Required action: Print every entry word for word, but omit the pictures.

Supplied information:

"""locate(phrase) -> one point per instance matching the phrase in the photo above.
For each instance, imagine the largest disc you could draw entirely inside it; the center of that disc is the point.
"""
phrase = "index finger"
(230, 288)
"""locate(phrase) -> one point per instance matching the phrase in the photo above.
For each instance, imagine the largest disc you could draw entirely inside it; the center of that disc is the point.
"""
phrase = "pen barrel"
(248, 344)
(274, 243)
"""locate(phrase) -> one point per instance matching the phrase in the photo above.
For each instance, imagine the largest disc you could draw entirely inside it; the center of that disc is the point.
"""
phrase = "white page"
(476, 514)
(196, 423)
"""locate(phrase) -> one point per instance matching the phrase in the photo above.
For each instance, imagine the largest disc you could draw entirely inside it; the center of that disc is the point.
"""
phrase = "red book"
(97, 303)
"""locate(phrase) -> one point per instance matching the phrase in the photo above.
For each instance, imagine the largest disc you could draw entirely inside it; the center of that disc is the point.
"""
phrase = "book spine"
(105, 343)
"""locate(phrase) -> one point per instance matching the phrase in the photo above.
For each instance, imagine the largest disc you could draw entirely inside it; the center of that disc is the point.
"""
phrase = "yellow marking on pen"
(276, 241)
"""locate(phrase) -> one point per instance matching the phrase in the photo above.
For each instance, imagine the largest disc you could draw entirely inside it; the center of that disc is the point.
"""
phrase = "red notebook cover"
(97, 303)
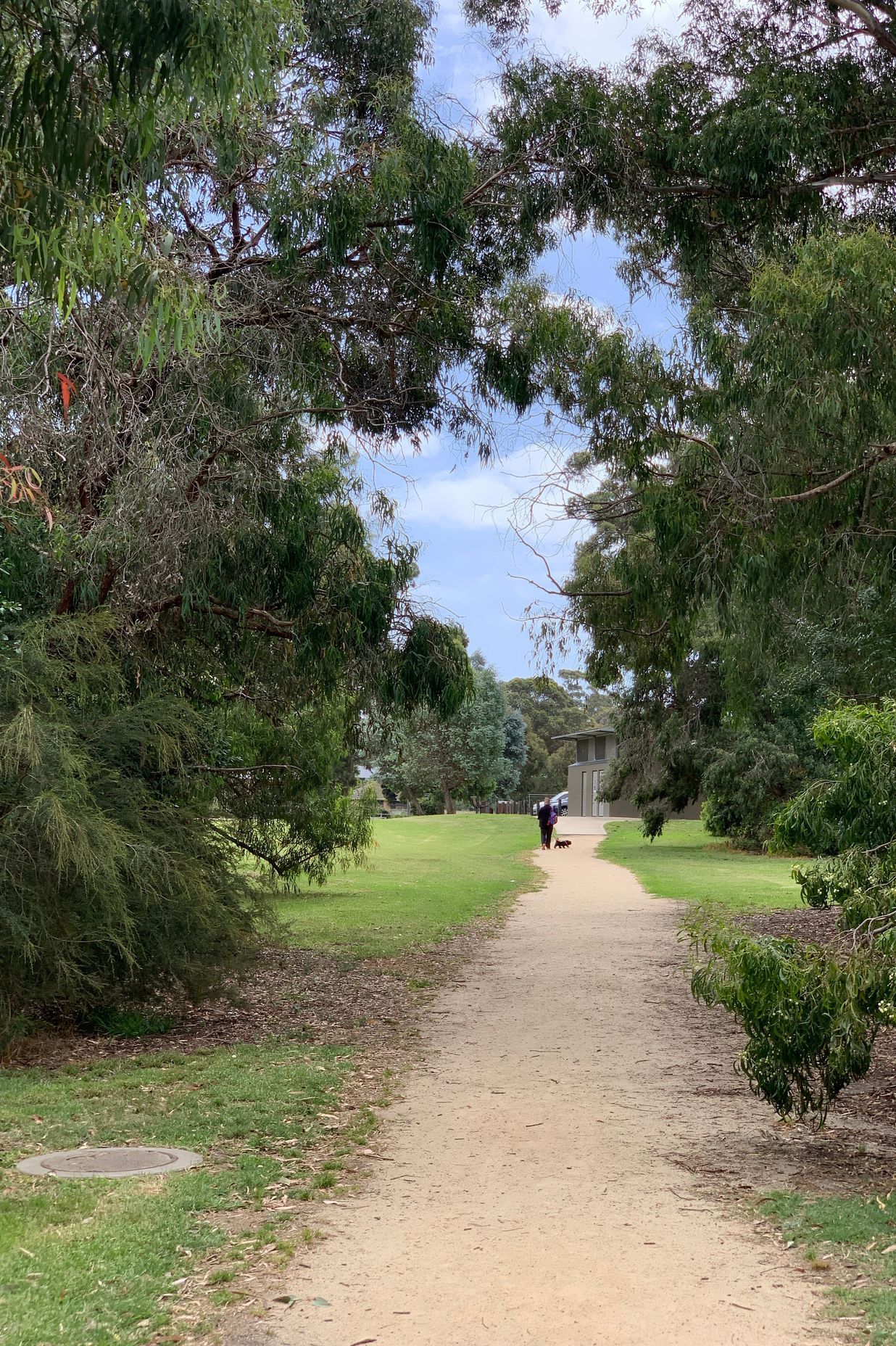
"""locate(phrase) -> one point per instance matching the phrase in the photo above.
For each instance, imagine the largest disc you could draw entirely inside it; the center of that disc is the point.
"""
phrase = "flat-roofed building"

Final answer:
"""locate(phrase) -> one point per instance matching the phrase in the photo above.
For each instance, imagine the largest disc you could draw entirely inside it; the center of that disc is the point.
"""
phrase = "index finger"
(230, 288)
"""locate(phrase) -> one point per instance matching the phrase in the photo above.
For each instance, imagine the largest disc you could draw entirely inside it; the center of that disc is the point.
"""
phrase = "pen barrel"
(248, 344)
(274, 243)
"""locate(phrase) -> one point per instance matching the phrase in the photo above.
For each instance, imagine the largest disc you could draw entirely inside it; the center of that disc is the point.
"""
phrase = "white page"
(476, 514)
(196, 423)
"""locate(phrase) -> one point per instance matching the phrase in the photo above.
For each instance, imagine the largest disc you could draw entirely inside it; the center of that disc is the point.
"""
phrase = "red book"
(97, 303)
"""locate(phrase) -> one point per instance matching the phrase in the photo above.
For each instance, imagine the largest disc you could draw entirely inside it; the center of that disc is the point.
"""
phrase = "book spine"
(105, 343)
"""locate(phrase) -> one point per instance matching the phrase in the photo above.
For each instance, imagine the largest disc you could draw entirely inside it; the center of that disc is the point.
"""
phrase = "yellow marking on pen"
(276, 241)
"""locate(phrase) -> one point per instance matching the phrase in the photo above.
For each instance, imagine the largest disc you could draw entirely inside it; the center of that disc is the point.
"""
phrase = "red notebook cover"
(97, 303)
"""locate(phrase) -> one point per instance matching the phrase in the photo above.
For each instance, imagine the largest disc you could draw entirely inside it; the center of that disc is the point.
"""
phrase = "flat-roofed building"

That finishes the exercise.